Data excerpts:
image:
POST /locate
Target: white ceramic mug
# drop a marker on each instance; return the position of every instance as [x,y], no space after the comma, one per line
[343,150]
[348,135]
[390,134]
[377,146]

→ Problem description
Go through the data above and transcribe every entry exactly.

→ Final answer
image:
POST /locate
Target: white ceramic mug
# drop a marker on each instance; return the position of every instance as [x,y], no space after the comma, one per line
[343,150]
[348,135]
[390,134]
[377,146]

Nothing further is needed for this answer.